*Description of the task*: Reproduce the following records exactly from the line containing "Note: in this drill the class marks the exhaust" onward, ending with the last line and including it.
_ _ _
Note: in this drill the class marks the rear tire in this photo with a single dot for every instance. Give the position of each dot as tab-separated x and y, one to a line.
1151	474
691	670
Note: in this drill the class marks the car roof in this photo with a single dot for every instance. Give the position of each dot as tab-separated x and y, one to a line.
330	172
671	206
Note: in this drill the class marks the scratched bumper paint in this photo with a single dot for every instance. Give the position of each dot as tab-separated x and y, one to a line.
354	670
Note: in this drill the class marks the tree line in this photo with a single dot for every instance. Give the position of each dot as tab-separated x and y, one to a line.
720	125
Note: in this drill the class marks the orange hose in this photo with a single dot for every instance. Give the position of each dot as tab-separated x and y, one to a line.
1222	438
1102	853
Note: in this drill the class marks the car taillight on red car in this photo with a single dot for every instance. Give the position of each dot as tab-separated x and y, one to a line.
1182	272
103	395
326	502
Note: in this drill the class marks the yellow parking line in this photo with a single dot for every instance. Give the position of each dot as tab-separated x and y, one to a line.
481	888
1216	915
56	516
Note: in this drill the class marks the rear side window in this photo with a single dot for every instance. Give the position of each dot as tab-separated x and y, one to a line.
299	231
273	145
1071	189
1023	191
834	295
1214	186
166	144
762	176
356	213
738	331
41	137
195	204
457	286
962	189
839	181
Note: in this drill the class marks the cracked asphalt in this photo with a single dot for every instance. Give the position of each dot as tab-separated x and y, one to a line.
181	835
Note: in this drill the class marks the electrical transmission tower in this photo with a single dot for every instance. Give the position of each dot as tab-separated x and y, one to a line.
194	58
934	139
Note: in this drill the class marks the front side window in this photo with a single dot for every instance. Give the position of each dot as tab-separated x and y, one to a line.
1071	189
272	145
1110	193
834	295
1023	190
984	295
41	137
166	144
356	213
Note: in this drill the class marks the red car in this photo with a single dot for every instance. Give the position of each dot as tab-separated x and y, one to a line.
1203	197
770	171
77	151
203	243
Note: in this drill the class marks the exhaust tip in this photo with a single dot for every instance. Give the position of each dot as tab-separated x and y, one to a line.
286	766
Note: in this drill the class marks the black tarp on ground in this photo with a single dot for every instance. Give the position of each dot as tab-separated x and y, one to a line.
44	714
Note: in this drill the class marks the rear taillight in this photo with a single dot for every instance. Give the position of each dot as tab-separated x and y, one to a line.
_ _ _
*Finished task*:
Note: in this drill the class marks the exhaust tip in this photo with a single dot for every instance. Give the position of each dot as tab-separated x and y, one to a line.
286	766
Note: in this drill the class marks the black tarp on ground in this photo with a single dot for every instance. Give the position of each dot as tab-separated x and y, one to a line.
44	714
Note: in this drill the class marks the rear taillight in this photo with a single dot for every instance. Give the position of each dot as tab-separated x and y, one to a line.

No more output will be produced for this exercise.